▶ _Task brief_: Output this listing as a two-column CSV with the columns "query" and "result", one row per entry, putting the text of each entry in "query" and its answer in "result". Quote every field and replace line breaks with spaces.

::: Data to process

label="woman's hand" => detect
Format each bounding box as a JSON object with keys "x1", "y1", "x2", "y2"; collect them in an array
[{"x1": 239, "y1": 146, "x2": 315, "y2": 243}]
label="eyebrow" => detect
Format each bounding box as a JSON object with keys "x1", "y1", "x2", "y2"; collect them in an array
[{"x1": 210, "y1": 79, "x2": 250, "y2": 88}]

::::::

▶ _The output_:
query,result
"label=""woman's hand"" => detect Format each bounding box as a JSON object with keys ""x1"", ""y1"", ""x2"", ""y2""; collect them in an array","[{""x1"": 239, ""y1"": 146, ""x2"": 315, ""y2"": 243}]"
"label=""eyebrow"" => detect Format each bounding box as a JSON object with keys ""x1"", ""y1"", ""x2"", ""y2""; collect them in an array","[{""x1"": 210, ""y1"": 79, ""x2"": 250, ""y2"": 88}]"